## [TASK BRIEF]
Put every line of the records into a JSON list of strings, one string per line, and leave out the blank lines.

--- start of AVAILABLE DATA ---

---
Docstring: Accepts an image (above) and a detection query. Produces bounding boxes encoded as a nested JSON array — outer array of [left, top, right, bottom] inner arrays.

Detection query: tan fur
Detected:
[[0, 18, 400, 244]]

--- end of AVAILABLE DATA ---

## [ANSWER TO THE TASK]
[
  "---",
  "Docstring: Accepts an image (above) and a detection query. Produces bounding boxes encoded as a nested JSON array — outer array of [left, top, right, bottom] inner arrays.",
  "Detection query: tan fur",
  "Detected:",
  "[[0, 18, 400, 244]]"
]